* **Your assignment**
The word "mountain" turns up on some lines of this data; say how many, and give no other text.

* **Data extract**
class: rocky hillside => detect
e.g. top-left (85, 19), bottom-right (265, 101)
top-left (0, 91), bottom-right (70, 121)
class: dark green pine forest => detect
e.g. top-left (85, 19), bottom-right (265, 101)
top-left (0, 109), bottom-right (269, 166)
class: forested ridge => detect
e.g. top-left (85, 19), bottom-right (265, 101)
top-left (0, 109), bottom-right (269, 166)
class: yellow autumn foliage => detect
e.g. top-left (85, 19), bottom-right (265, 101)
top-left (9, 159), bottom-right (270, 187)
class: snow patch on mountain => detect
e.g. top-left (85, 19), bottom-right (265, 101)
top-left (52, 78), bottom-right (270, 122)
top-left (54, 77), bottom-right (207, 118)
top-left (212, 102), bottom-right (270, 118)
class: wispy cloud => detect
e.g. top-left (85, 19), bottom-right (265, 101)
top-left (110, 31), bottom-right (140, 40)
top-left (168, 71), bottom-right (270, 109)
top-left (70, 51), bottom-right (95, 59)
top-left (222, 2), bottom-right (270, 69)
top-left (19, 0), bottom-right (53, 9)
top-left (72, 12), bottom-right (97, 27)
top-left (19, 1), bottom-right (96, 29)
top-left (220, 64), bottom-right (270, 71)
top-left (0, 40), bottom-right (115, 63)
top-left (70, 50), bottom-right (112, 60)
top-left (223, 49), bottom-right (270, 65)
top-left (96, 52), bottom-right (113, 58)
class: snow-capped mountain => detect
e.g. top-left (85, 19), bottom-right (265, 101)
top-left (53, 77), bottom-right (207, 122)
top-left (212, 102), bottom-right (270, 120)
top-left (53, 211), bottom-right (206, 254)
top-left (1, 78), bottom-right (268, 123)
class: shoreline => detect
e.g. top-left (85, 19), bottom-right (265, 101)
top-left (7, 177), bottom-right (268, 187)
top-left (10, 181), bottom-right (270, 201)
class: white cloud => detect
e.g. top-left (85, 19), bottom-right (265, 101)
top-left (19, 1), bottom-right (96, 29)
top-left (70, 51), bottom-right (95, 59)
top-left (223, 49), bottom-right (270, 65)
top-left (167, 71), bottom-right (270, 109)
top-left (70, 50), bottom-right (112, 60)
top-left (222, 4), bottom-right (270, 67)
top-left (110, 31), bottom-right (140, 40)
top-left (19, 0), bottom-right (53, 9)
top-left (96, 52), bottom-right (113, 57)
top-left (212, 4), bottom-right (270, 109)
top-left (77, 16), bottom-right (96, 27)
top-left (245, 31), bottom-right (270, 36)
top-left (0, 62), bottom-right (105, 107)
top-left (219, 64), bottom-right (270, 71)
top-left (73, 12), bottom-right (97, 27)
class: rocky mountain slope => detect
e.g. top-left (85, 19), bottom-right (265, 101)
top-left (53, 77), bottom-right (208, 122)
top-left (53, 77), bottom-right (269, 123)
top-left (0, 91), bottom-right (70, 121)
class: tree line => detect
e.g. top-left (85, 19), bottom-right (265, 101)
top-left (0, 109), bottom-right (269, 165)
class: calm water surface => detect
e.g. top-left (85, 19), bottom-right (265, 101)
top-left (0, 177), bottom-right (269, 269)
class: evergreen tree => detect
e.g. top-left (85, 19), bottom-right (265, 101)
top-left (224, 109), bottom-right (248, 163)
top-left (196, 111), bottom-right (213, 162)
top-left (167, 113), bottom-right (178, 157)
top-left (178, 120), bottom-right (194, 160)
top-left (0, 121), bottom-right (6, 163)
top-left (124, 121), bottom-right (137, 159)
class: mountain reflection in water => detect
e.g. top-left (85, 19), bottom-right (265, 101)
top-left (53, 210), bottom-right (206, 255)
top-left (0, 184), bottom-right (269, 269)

* **Response**
4